• Task instructions
Print every line of the records below verbatim, leaving out the pictures.

• Input data
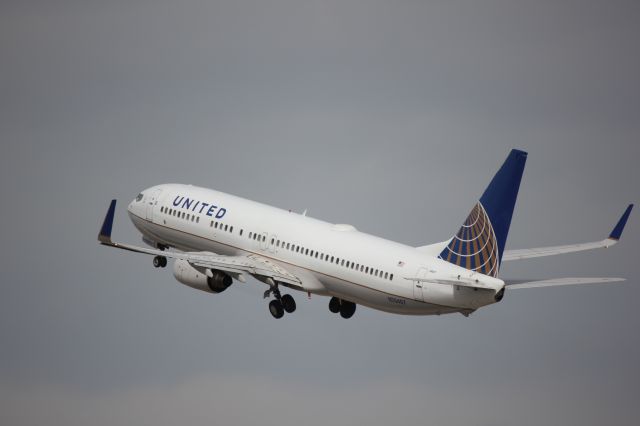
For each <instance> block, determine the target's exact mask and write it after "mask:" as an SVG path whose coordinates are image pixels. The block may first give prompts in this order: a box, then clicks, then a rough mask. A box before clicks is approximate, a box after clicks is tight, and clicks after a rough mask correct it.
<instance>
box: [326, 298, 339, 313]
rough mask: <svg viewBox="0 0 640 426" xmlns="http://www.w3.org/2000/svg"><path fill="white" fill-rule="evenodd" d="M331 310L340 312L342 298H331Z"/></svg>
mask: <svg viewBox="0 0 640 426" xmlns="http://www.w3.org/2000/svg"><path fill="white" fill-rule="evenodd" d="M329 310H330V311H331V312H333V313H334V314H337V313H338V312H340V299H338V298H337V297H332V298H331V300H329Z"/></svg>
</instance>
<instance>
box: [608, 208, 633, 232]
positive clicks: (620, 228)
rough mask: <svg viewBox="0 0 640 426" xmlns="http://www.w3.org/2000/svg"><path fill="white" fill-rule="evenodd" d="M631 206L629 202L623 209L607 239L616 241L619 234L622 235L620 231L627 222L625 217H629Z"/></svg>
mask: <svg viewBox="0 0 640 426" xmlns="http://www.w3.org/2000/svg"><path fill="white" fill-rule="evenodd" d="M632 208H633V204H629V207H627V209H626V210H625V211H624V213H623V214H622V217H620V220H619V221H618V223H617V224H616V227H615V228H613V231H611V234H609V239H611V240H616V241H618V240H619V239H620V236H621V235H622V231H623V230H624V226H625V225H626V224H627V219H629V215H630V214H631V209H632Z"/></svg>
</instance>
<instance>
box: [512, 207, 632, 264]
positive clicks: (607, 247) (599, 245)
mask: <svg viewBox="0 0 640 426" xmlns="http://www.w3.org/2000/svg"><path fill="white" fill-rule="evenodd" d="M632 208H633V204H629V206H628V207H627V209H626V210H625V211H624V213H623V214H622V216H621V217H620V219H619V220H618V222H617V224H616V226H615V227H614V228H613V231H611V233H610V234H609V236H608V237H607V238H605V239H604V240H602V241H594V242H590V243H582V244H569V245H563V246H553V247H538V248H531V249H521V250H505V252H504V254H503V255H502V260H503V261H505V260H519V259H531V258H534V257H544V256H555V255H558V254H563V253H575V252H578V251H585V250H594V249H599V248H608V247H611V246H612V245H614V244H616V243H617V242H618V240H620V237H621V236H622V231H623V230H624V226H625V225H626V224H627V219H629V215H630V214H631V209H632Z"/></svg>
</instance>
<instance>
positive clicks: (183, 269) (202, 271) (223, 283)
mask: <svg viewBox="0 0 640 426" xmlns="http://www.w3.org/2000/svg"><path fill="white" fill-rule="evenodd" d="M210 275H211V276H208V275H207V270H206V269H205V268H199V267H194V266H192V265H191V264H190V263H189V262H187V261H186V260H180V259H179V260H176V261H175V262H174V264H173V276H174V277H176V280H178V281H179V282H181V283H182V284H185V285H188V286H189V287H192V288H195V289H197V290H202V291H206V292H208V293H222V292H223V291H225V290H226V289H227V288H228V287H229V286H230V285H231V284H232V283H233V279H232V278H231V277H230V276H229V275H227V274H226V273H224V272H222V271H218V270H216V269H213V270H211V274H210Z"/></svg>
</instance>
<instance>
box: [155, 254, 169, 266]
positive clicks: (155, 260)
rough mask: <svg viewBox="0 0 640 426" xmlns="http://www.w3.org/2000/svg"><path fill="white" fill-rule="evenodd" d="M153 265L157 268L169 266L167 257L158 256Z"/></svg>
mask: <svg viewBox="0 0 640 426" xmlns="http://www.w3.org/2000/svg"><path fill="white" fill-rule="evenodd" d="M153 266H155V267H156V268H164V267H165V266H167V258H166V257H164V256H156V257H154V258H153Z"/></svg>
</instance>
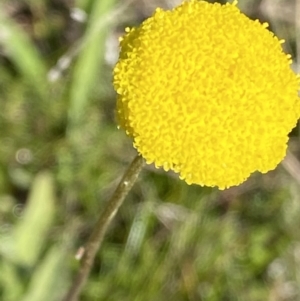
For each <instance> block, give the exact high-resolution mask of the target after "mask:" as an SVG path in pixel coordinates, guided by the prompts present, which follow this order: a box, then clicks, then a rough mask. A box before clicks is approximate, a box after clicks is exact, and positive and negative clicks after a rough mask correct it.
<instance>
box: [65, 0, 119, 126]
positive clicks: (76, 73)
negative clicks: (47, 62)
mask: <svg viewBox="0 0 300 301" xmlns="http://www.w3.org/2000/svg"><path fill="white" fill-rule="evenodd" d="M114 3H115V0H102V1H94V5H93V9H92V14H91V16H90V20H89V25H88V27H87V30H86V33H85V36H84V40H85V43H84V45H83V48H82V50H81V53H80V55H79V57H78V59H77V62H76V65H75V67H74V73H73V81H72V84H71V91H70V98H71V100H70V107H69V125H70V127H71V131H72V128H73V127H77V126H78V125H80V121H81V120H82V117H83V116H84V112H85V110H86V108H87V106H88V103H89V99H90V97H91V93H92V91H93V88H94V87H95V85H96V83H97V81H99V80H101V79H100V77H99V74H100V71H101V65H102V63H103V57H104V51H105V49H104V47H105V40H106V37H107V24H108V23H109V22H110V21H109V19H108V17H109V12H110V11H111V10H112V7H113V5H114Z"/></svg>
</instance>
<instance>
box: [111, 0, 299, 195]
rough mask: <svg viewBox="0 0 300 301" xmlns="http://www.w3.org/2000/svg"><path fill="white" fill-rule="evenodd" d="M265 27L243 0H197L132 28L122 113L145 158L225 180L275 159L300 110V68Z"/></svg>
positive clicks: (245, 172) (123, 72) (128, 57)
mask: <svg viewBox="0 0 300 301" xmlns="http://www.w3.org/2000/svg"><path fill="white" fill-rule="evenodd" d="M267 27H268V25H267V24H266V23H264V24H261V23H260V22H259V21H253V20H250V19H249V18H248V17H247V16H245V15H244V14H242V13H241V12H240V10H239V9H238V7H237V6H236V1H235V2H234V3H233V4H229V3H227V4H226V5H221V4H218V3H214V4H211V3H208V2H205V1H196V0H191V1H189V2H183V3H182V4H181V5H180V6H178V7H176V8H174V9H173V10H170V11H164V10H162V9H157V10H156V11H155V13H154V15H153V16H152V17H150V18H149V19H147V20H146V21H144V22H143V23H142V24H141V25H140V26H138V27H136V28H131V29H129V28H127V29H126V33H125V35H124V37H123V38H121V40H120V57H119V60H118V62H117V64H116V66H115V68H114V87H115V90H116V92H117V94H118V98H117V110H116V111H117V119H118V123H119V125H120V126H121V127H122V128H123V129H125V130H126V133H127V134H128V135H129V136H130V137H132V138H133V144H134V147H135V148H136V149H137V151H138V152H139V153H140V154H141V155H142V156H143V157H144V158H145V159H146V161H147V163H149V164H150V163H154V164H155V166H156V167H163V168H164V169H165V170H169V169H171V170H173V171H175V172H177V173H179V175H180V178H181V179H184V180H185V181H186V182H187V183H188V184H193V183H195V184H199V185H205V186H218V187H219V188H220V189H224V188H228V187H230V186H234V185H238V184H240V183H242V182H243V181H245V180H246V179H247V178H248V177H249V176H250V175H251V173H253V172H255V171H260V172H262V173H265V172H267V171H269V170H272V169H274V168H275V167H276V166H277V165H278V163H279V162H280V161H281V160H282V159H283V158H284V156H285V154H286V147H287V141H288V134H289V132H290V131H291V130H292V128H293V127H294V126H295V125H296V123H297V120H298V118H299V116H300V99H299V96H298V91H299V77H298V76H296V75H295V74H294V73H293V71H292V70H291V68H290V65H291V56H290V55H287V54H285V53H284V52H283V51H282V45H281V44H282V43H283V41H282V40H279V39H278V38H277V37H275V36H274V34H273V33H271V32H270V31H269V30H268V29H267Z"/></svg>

• Exercise result
For each <instance> block, determine the target's exact mask and write it after "mask:" as an SVG path whose coordinates are image pixels. The block may first give prompts in this order: a box, then clicks, then a rough mask. A box before clicks is approximate, a box after clicks is tight, and clicks after a rough mask correct it.
<instance>
box: [326, 298, 339, 313]
rough mask: <svg viewBox="0 0 640 426" xmlns="http://www.w3.org/2000/svg"><path fill="white" fill-rule="evenodd" d="M331 310L340 312L342 298H331Z"/></svg>
mask: <svg viewBox="0 0 640 426" xmlns="http://www.w3.org/2000/svg"><path fill="white" fill-rule="evenodd" d="M329 310H330V311H331V312H333V313H334V314H337V313H338V312H340V299H338V298H337V297H332V298H331V300H329Z"/></svg>
</instance>
<instance>
box: [608, 208, 633, 232]
positive clicks: (620, 228)
rough mask: <svg viewBox="0 0 640 426" xmlns="http://www.w3.org/2000/svg"><path fill="white" fill-rule="evenodd" d="M631 206L629 202L623 209L607 239L616 241L619 234L622 235L620 231L627 222L625 217H629Z"/></svg>
mask: <svg viewBox="0 0 640 426" xmlns="http://www.w3.org/2000/svg"><path fill="white" fill-rule="evenodd" d="M632 208H633V204H629V207H627V209H626V210H625V211H624V213H623V214H622V217H620V220H619V221H618V223H617V224H616V227H615V228H613V231H611V234H609V239H611V240H616V241H618V240H619V239H620V236H621V235H622V231H623V230H624V226H625V225H626V224H627V219H629V215H630V214H631V209H632Z"/></svg>
</instance>
<instance>
box: [512, 207, 632, 264]
positive clicks: (607, 247) (599, 245)
mask: <svg viewBox="0 0 640 426" xmlns="http://www.w3.org/2000/svg"><path fill="white" fill-rule="evenodd" d="M632 208H633V204H629V206H628V207H627V209H626V210H625V211H624V213H623V214H622V216H621V217H620V219H619V220H618V222H617V224H616V226H615V227H614V228H613V231H611V233H610V234H609V236H608V237H607V238H605V239H604V240H602V241H594V242H590V243H582V244H569V245H563V246H553V247H538V248H531V249H521V250H505V252H504V254H503V255H502V260H503V261H505V260H519V259H531V258H534V257H544V256H555V255H558V254H563V253H575V252H578V251H585V250H594V249H599V248H608V247H611V246H612V245H614V244H616V243H617V242H618V240H620V237H621V236H622V231H623V230H624V226H625V225H626V224H627V219H629V215H630V214H631V209H632Z"/></svg>
</instance>
<instance>
positive clicks: (183, 269) (202, 271) (223, 283)
mask: <svg viewBox="0 0 640 426" xmlns="http://www.w3.org/2000/svg"><path fill="white" fill-rule="evenodd" d="M210 275H211V276H208V275H207V270H206V269H205V268H199V267H194V266H192V265H191V264H190V263H189V262H187V261H186V260H180V259H179V260H176V261H175V262H174V264H173V276H174V277H176V280H178V281H179V282H181V283H182V284H185V285H188V286H189V287H192V288H195V289H197V290H202V291H206V292H208V293H222V292H223V291H225V290H226V289H227V288H228V287H229V286H230V285H231V284H232V283H233V279H232V278H231V277H230V276H229V275H227V274H226V273H224V272H222V271H218V270H216V269H213V270H211V274H210Z"/></svg>
</instance>
<instance>
box: [155, 254, 169, 266]
positive clicks: (155, 260)
rough mask: <svg viewBox="0 0 640 426" xmlns="http://www.w3.org/2000/svg"><path fill="white" fill-rule="evenodd" d="M153 265L157 268L169 266L167 257L158 256Z"/></svg>
mask: <svg viewBox="0 0 640 426" xmlns="http://www.w3.org/2000/svg"><path fill="white" fill-rule="evenodd" d="M153 266H155V267H156V268H164V267H165V266H167V258H166V257H164V256H156V257H154V258H153Z"/></svg>
</instance>
For each <instance> block, give the exact high-resolution mask of the target after "mask:" as an SVG path in pixel coordinates, guided by the prompts present, which follow this order: a box, then clicks, then a rough mask. A box before clicks is approximate, a box after clicks is exact, and positive and negative clicks after a rough mask correct it.
<instance>
box: [65, 0, 119, 126]
positive clicks: (76, 73)
negative clicks: (47, 62)
mask: <svg viewBox="0 0 300 301" xmlns="http://www.w3.org/2000/svg"><path fill="white" fill-rule="evenodd" d="M114 3H115V0H102V1H94V5H93V9H92V14H91V16H90V20H89V25H88V27H87V30H86V33H85V36H84V40H85V43H84V45H83V48H82V50H81V53H80V55H79V57H78V59H77V62H76V65H75V67H74V73H73V81H72V84H71V91H70V98H71V100H70V107H69V125H70V127H71V131H72V128H73V127H77V126H78V125H80V121H81V120H82V117H83V116H84V112H85V110H86V108H87V106H88V103H89V99H90V97H91V93H92V91H93V88H94V87H95V85H96V83H97V81H99V80H101V79H100V77H99V74H100V71H101V65H102V63H103V57H104V51H105V49H104V47H105V40H106V37H107V24H108V23H109V22H110V21H109V19H108V17H109V12H110V11H111V10H112V7H113V5H114Z"/></svg>
</instance>
<instance>
box: [111, 0, 299, 195]
rough mask: <svg viewBox="0 0 300 301" xmlns="http://www.w3.org/2000/svg"><path fill="white" fill-rule="evenodd" d="M265 27L243 0H197L132 28L122 113L145 158L225 180L275 159L300 110V68Z"/></svg>
positive clicks: (245, 172) (123, 72) (128, 57)
mask: <svg viewBox="0 0 300 301" xmlns="http://www.w3.org/2000/svg"><path fill="white" fill-rule="evenodd" d="M267 27H268V25H267V24H266V23H264V24H261V23H260V22H259V21H253V20H250V19H249V18H248V17H247V16H245V15H244V14H242V13H241V12H240V10H239V9H238V7H237V6H236V1H235V2H234V3H233V4H229V3H227V4H226V5H221V4H218V3H214V4H211V3H208V2H205V1H196V0H191V1H189V2H183V3H182V4H181V5H180V6H178V7H176V8H174V9H173V10H170V11H164V10H162V9H157V10H156V11H155V13H154V15H153V16H152V17H150V18H149V19H147V20H146V21H144V22H143V23H142V24H141V25H140V26H138V27H136V28H131V29H129V28H127V29H126V33H125V35H124V37H123V38H121V40H120V57H119V60H118V62H117V64H116V66H115V68H114V87H115V90H116V92H117V94H118V98H117V110H116V111H117V119H118V123H119V125H120V126H121V127H122V128H123V129H125V130H126V133H127V134H128V135H129V136H130V137H132V138H133V144H134V147H135V148H136V149H137V151H138V152H139V153H140V154H141V155H142V156H143V157H144V158H145V159H146V161H147V163H149V164H150V163H154V164H155V166H156V167H163V168H164V169H165V170H169V169H171V170H173V171H175V172H177V173H179V175H180V178H181V179H184V180H185V181H186V182H187V183H188V184H193V183H195V184H199V185H205V186H218V187H219V188H220V189H224V188H228V187H230V186H234V185H238V184H240V183H242V182H243V181H245V180H246V179H247V178H248V177H249V176H250V175H251V173H253V172H255V171H260V172H262V173H265V172H267V171H269V170H272V169H274V168H275V167H276V166H277V165H278V163H279V162H280V161H281V160H282V159H283V158H284V156H285V154H286V147H287V141H288V134H289V132H290V131H291V130H292V128H293V127H294V126H295V125H296V123H297V120H298V118H299V116H300V99H299V96H298V91H299V77H298V76H296V75H295V74H294V73H293V71H292V70H291V68H290V65H291V56H290V55H287V54H285V53H284V52H283V51H282V45H281V44H282V43H283V41H282V40H279V39H278V38H277V37H275V36H274V34H273V33H271V32H270V31H269V30H268V29H267Z"/></svg>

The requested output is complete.